## What to work on
Give the rows as a two-column CSV with the headers request and answer, one line per row. Put the request text and its answer each in a single quoted field, with any line breaks replaced by spaces.

Dataset rows
[BEGIN]
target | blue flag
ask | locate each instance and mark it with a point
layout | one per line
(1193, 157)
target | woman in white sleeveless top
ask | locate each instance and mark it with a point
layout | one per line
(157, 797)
[END]
## The completed task
request,answer
"target | blue flag ask | locate each instance and mark it with a point layout | one per line","(1193, 157)"
"target | woman in white sleeveless top ask | locate each instance and mark it with a point layout | one per line","(157, 797)"